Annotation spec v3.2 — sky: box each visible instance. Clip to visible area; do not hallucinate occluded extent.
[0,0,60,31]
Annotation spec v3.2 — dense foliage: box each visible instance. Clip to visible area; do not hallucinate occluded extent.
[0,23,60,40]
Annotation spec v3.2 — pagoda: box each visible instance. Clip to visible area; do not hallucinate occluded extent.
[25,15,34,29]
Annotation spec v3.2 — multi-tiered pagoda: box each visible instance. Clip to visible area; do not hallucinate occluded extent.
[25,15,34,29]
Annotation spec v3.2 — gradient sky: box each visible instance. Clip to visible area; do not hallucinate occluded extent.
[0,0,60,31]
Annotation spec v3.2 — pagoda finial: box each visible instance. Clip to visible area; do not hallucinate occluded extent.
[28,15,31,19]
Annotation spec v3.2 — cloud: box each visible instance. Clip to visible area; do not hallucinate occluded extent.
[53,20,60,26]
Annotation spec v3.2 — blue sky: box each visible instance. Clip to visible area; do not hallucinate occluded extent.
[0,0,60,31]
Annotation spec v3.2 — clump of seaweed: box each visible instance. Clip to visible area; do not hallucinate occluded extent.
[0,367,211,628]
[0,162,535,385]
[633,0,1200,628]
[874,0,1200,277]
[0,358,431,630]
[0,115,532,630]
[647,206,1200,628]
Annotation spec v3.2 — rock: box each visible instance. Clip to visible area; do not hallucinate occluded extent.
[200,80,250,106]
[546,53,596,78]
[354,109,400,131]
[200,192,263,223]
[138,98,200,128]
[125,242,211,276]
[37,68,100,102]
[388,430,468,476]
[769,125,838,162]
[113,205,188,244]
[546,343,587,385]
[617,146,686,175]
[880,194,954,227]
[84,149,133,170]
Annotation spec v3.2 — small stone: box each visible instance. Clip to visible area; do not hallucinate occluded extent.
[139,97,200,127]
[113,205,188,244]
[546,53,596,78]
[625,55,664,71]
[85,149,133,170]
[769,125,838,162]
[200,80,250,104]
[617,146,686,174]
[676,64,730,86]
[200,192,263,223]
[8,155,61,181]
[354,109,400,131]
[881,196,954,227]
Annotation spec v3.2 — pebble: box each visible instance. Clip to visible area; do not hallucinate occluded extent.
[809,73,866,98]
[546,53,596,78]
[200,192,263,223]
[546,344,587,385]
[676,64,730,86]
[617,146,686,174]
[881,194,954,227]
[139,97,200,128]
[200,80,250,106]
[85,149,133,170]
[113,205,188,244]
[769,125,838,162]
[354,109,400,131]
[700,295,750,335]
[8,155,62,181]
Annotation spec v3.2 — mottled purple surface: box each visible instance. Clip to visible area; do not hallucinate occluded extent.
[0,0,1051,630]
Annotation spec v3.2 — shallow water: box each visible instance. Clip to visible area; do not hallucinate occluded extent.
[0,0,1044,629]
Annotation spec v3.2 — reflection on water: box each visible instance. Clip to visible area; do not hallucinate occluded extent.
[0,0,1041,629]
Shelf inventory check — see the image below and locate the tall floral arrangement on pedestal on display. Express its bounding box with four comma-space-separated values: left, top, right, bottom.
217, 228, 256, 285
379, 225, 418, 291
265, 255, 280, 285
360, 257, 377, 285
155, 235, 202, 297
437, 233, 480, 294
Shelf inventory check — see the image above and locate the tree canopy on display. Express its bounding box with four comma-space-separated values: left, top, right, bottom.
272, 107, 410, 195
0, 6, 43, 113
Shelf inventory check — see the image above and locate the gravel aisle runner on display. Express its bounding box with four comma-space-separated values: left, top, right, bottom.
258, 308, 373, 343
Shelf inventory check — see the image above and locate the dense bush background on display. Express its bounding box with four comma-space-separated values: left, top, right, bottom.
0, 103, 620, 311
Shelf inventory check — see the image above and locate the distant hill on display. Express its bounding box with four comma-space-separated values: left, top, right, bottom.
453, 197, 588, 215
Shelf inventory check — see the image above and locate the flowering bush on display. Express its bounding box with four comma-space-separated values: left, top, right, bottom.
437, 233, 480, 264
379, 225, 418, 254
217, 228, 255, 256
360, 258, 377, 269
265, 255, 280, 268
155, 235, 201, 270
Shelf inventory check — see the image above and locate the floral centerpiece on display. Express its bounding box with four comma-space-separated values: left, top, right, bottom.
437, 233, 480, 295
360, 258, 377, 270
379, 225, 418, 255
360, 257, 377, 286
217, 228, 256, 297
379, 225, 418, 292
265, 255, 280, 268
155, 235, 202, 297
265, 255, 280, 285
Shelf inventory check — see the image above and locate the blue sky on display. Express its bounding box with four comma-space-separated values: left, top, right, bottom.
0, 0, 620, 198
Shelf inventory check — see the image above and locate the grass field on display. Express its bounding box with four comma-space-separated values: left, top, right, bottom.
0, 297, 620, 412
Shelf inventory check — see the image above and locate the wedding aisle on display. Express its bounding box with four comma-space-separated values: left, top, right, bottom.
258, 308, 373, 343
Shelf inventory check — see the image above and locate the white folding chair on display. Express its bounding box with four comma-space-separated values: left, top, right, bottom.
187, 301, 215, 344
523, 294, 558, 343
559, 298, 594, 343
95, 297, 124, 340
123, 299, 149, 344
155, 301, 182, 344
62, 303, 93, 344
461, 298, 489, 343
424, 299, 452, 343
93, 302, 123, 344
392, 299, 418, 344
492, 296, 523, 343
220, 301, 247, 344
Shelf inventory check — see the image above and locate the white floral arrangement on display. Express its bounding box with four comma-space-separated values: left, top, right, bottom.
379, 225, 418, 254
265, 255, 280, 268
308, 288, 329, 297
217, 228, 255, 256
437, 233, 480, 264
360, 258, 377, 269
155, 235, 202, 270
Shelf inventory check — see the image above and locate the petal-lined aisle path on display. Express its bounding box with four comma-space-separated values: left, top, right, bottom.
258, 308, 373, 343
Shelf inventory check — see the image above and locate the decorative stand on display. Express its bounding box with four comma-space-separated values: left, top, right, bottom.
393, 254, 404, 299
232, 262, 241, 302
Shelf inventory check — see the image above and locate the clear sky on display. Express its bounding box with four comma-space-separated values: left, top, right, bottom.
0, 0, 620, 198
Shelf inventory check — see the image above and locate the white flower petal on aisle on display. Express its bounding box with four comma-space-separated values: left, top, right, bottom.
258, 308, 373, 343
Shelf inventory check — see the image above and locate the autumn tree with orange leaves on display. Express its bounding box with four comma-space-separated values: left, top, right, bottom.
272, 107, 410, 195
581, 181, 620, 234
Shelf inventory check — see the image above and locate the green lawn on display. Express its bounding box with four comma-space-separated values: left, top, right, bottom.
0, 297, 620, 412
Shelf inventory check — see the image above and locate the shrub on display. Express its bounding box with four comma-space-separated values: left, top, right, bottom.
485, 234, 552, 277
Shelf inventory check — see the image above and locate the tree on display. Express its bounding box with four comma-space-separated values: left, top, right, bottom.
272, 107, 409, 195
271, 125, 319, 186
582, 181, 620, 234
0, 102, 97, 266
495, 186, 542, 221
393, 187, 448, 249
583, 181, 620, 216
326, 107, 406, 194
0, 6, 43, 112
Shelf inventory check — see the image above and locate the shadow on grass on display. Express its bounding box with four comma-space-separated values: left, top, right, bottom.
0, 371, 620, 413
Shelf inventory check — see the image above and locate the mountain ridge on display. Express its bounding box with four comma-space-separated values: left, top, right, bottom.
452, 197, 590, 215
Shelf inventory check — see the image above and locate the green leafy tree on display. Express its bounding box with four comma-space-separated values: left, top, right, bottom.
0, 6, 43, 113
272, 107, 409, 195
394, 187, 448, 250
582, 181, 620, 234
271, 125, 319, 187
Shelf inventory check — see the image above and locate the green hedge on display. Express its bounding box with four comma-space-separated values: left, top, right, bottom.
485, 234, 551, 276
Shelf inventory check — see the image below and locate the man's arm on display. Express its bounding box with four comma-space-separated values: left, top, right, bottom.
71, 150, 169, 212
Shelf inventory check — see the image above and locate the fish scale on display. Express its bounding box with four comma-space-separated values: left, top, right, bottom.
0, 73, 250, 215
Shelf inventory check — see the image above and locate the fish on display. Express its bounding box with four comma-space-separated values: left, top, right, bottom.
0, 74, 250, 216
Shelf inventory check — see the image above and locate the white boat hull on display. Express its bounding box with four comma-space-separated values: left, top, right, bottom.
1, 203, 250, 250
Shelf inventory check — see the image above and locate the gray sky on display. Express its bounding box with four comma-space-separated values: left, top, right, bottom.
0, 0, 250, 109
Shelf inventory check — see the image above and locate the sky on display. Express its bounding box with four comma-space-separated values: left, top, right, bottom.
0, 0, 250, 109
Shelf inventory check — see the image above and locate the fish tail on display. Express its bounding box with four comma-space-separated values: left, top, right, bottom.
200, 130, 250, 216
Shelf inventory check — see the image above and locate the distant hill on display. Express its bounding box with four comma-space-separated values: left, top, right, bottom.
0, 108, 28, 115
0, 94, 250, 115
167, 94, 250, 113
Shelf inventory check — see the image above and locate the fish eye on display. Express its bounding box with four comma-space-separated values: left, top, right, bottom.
────────────────
» Task instructions
Convert the items, from the first line through the line containing "[84,149,133,170]", inclusive, into a Markdown table with the columns Row and Line. Give each non-blank line a row number, and leave out blank lines.

» Full answer
| Row | Line |
|---|---|
| 1 | Annotation spec v3.2 — sky: box each visible instance. Clip to visible area; do not hallucinate occluded extent. |
| 2 | [0,0,60,31] |
| 3 | Annotation spec v3.2 — dense foliage: box each visible instance. Clip to visible area; do not hallucinate occluded extent. |
| 4 | [0,23,60,40] |
| 5 | Annotation spec v3.2 — pagoda: box each visible instance. Clip to visible area; do not hallucinate occluded extent. |
| 6 | [25,15,34,29] |
| 7 | Annotation spec v3.2 — multi-tiered pagoda: box each visible instance. Clip to visible area; do not hallucinate occluded extent. |
| 8 | [25,15,34,29] |
| 9 | Annotation spec v3.2 — gradient sky: box each visible instance. Clip to visible area; do not hallucinate occluded extent. |
| 10 | [0,0,60,31] |
| 11 | Annotation spec v3.2 — pagoda finial: box each visible instance. Clip to visible area; do not hallucinate occluded extent. |
| 12 | [28,15,31,19] |
| 13 | Annotation spec v3.2 — cloud: box each visible instance. Clip to visible area; do not hallucinate occluded extent. |
| 14 | [53,20,60,26] |
| 15 | Annotation spec v3.2 — blue sky: box each visible instance. Clip to visible area; do not hallucinate occluded extent. |
| 16 | [0,0,60,31] |
| 17 | Annotation spec v3.2 — clump of seaweed: box each visible instance. Clip to visible area; do not hallucinate occluded extent. |
| 18 | [0,367,211,628] |
| 19 | [0,162,535,385] |
| 20 | [633,0,1200,628] |
| 21 | [874,0,1200,277] |
| 22 | [0,358,431,630] |
| 23 | [0,115,532,630] |
| 24 | [647,206,1200,628] |
| 25 | Annotation spec v3.2 — rock: box each visible instance. Clip to visible area; do not hallucinate occluded extent. |
| 26 | [200,80,250,106] |
| 27 | [546,53,596,78] |
| 28 | [354,109,400,131] |
| 29 | [200,192,263,223] |
| 30 | [138,98,200,128] |
| 31 | [125,242,211,276] |
| 32 | [37,68,100,102] |
| 33 | [388,430,468,476] |
| 34 | [769,125,838,162] |
| 35 | [113,205,188,244] |
| 36 | [546,343,587,385] |
| 37 | [617,146,686,175] |
| 38 | [880,194,954,227] |
| 39 | [84,149,133,170] |